Pointing entries for named objects:
((

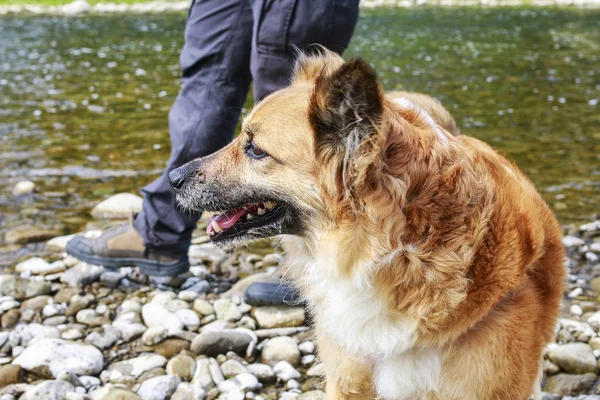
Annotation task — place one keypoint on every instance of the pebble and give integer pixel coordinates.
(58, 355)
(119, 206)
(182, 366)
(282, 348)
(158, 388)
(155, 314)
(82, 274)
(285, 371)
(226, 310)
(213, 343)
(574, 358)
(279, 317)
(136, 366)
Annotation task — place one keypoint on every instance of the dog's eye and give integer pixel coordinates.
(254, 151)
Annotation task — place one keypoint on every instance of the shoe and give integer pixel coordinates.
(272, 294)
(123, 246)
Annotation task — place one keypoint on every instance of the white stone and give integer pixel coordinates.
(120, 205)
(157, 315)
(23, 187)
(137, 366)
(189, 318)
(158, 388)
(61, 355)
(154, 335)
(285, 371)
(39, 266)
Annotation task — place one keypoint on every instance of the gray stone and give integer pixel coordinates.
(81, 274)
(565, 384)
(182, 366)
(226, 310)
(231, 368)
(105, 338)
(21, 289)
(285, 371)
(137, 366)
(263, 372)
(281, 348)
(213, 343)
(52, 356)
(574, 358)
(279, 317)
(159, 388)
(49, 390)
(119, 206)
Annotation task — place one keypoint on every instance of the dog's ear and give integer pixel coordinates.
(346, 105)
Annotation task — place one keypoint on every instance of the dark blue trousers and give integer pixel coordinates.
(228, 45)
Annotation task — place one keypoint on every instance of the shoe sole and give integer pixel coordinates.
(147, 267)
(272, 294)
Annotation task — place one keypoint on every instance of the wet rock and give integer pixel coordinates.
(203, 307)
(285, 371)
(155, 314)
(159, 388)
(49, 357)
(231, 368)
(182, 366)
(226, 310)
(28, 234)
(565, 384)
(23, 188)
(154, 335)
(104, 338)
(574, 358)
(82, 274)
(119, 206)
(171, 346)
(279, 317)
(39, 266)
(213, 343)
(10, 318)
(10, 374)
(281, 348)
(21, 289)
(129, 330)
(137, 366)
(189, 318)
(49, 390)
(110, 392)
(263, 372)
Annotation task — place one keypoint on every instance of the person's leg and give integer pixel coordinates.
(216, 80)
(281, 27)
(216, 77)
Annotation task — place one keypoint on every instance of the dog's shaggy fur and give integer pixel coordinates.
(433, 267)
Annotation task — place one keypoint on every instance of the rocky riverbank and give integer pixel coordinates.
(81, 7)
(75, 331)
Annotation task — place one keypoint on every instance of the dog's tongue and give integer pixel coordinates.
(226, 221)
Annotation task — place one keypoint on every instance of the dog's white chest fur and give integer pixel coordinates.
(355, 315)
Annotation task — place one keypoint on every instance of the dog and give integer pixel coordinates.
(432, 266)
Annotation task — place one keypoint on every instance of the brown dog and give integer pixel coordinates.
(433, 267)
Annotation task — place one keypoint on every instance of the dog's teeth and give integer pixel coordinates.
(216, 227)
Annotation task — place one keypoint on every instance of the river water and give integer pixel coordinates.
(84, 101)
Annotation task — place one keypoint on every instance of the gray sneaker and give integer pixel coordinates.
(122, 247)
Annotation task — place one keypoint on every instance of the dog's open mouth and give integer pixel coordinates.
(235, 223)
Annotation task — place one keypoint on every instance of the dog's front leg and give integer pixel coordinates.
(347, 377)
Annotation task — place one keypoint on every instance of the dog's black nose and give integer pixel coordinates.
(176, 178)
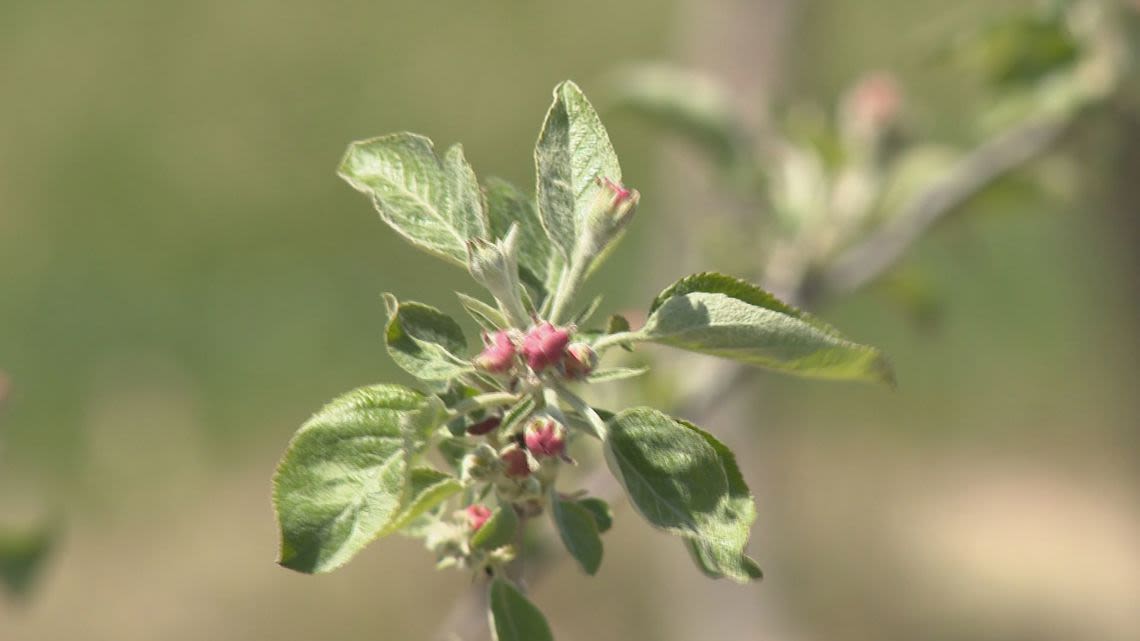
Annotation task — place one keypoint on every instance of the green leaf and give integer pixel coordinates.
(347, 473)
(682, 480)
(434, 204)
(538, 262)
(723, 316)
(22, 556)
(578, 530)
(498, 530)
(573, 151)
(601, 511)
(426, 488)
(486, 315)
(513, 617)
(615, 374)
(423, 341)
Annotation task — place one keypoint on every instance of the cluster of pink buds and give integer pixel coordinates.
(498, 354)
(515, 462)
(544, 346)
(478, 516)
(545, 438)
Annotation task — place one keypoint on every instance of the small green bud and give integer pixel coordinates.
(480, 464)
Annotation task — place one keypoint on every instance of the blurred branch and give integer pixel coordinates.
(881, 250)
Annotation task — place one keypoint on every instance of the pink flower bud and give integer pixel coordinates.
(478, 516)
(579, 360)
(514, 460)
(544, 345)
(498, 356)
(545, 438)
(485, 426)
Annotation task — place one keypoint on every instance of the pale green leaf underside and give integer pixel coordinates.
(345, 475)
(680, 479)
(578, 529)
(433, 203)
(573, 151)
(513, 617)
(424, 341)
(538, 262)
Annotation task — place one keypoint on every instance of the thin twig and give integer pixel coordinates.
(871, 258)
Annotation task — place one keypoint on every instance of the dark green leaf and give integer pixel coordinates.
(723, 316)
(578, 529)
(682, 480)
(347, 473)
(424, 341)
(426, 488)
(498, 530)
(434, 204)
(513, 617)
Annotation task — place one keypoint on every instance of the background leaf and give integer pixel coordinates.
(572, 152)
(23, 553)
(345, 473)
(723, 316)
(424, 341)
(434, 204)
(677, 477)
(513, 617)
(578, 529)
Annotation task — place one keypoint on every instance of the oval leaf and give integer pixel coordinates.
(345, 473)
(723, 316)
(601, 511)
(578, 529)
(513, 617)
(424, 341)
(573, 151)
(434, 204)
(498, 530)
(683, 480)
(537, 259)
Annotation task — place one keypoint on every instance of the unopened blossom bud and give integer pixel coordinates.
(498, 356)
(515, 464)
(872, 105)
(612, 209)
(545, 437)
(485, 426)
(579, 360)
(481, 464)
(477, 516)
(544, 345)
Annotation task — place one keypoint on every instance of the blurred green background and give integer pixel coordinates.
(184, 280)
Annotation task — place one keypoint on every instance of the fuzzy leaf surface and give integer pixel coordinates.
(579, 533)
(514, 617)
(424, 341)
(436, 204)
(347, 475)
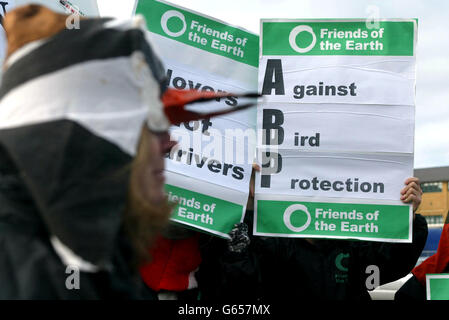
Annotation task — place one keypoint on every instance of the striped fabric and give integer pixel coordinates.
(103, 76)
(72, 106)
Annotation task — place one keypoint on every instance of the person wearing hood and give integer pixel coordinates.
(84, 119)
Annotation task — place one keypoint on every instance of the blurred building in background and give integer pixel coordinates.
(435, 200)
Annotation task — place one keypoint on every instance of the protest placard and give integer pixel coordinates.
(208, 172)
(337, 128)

))

# Exercise task
Copy out every line of the data above word for word, omitting the pictures.

# Output for this exercise
Annotation task — place one keypoint on every instance of the pebble and give integer pixel coordinates.
(58, 355)
(119, 206)
(182, 366)
(282, 348)
(158, 388)
(155, 314)
(82, 274)
(285, 371)
(226, 310)
(213, 343)
(574, 358)
(279, 317)
(136, 366)
Annotation task — place one keypoint on every instance of the dog's eye and give integer pixel coordinates.
(254, 151)
Annotation task — place one keypoint on every instance of the shoe and give integer pixel coordinates.
(272, 294)
(123, 246)
Annotation task — place one keypoint on every instance of the white stone and give integer pixel coordinates.
(120, 205)
(157, 315)
(23, 187)
(137, 366)
(189, 318)
(158, 388)
(61, 355)
(154, 335)
(285, 371)
(39, 266)
Annotation task — place one keypoint on every instance of the gray stone and give integer pixel coordinates.
(81, 274)
(565, 384)
(182, 366)
(226, 310)
(231, 368)
(105, 338)
(21, 289)
(285, 371)
(137, 366)
(263, 372)
(281, 348)
(213, 343)
(52, 356)
(574, 358)
(279, 317)
(159, 388)
(49, 390)
(119, 206)
Annotation task — place one keypoint on every instance of the dog's ear and give integer pixel coordinates.
(346, 105)
Annotation task — place one keypoint on every instance of the dark blue trousers and give integer pixel coordinates.
(228, 45)
Annotation task — place one keypoint on every instance of the shoe sole and give integer pixel coordinates.
(147, 267)
(272, 294)
Annotation task — place one keypoint on every instance of the wet rock and give integer pixel coordinates.
(203, 307)
(285, 371)
(155, 314)
(159, 388)
(49, 357)
(231, 368)
(182, 366)
(226, 310)
(28, 234)
(565, 384)
(23, 188)
(154, 335)
(104, 338)
(574, 358)
(82, 274)
(119, 206)
(171, 346)
(279, 317)
(39, 266)
(213, 343)
(10, 318)
(10, 374)
(281, 348)
(21, 289)
(129, 330)
(137, 366)
(189, 318)
(49, 390)
(110, 392)
(263, 372)
Annotation task — place one keypoint on every instance of the person's leg and give integer pixel coordinates.
(216, 80)
(281, 27)
(216, 77)
Annotation task — place one keypoint on every instance of the dog's shaggy fur and give integer pixel coordinates.
(433, 267)
Annotation task — place one keypoint on every instance of the rocky riverbank and give integer pixel coordinates.
(81, 7)
(75, 331)
Annotation task — place one keypoint on every instance of the dog's tongue and give integer pixel coordinates.
(226, 221)
Annotation task — place one keypoint on every instance of the dog's white chest fur and give integer pixel coordinates.
(355, 315)
Annotation task — place one keypoint on every instance of the dog and give integer pixel coordinates.
(432, 266)
Annotation task — place one keypoint on every instance of the brown dog and give integer pixel coordinates.
(433, 267)
Annotation task — place one keypoint on every instance of the dog's teeth and give integer pixel coordinates.
(216, 227)
Annotation task — place one keypoint on every instance of the river water and give integer pixel coordinates.
(84, 101)
Annotation task — place one keypoint on every instance of the gray sneaker and give integer pixel coordinates.
(122, 247)
Annotation task — place one keypoint on every instance of the dog's open mouth and give integer pixel coordinates.
(235, 223)
Annotation task — place one keypoint on every instance of the dog's front leg and give integer pixel coordinates.
(347, 377)
Annotation task — place one keypoint on every instance of the dog's black nose and give integer pixel coordinates.
(176, 178)
Annotation task — place one keypoint on every instance of the green leaf and give integer pixel coordinates.
(347, 473)
(682, 480)
(434, 204)
(538, 262)
(723, 316)
(22, 556)
(578, 530)
(498, 530)
(573, 151)
(601, 511)
(426, 488)
(486, 315)
(513, 617)
(615, 374)
(423, 341)
Annotation task — place one keypoint on every instance of the cluster of pink buds and give integer pixel coordinates.
(498, 354)
(515, 462)
(544, 346)
(478, 516)
(545, 438)
Annotation task — place one keypoint on every instance of the small green bud and give integer pixel coordinates.
(480, 464)
Annotation task — place one keypoint on every instance of the blurred branch and give integer pixel coordinates.
(881, 250)
Annotation task — place one keypoint on every instance of the pink flower bud and give integer pixel coordinates.
(478, 516)
(579, 360)
(514, 460)
(544, 345)
(498, 356)
(545, 438)
(485, 426)
Annotation task — place one keypoint on every instance of the pale green leaf underside and give integer pixel coordinates.
(345, 475)
(680, 479)
(578, 529)
(433, 203)
(573, 151)
(513, 617)
(424, 341)
(538, 262)
Annotation task — place one keypoint on every instance of the thin twig and give integer pixel coordinates.
(871, 258)
Annotation task — place one keypoint on every instance of the dark green leaf and give integer pixel coordinates.
(723, 316)
(578, 529)
(682, 480)
(347, 473)
(424, 341)
(426, 488)
(498, 530)
(434, 204)
(513, 617)
Annotation task — place one keypoint on every instance of the background leaf and give integer pixel coordinates.
(572, 152)
(23, 553)
(345, 473)
(723, 316)
(424, 341)
(434, 204)
(677, 477)
(513, 617)
(578, 529)
Annotation task — place one keypoint on every instance of the oval leaf and give integer pixel coordinates.
(345, 473)
(723, 316)
(601, 511)
(578, 529)
(513, 617)
(424, 341)
(573, 151)
(434, 204)
(498, 530)
(683, 480)
(537, 259)
Annotation task — place one keypoint on every instance of the unopened blossom bud and give integer pixel coordinates.
(498, 356)
(515, 464)
(872, 105)
(612, 209)
(545, 437)
(485, 426)
(579, 360)
(481, 464)
(477, 516)
(544, 345)
Annotation task — place one keypoint on every instance of the blurred green background and give integer pixel coordinates.
(184, 280)
Annotation task — place one keypoint on every instance of the fuzzy leaf surface and give integer pixel coordinates.
(579, 533)
(514, 617)
(424, 341)
(436, 204)
(347, 475)
Annotation task — place one keypoint on every instance of the striped fabric and give integer pixel coordinates.
(103, 76)
(72, 106)
Annotation task — place one keypoint on every instance of the person wearing hood and give integer pixel coordinates.
(84, 119)
Annotation task — place one keypoint on every instance of the blurred building in background and give integer pixel coordinates.
(435, 200)
Annotation task — place one keypoint on every instance of the protest placard and give integer pixel coordinates.
(208, 172)
(337, 128)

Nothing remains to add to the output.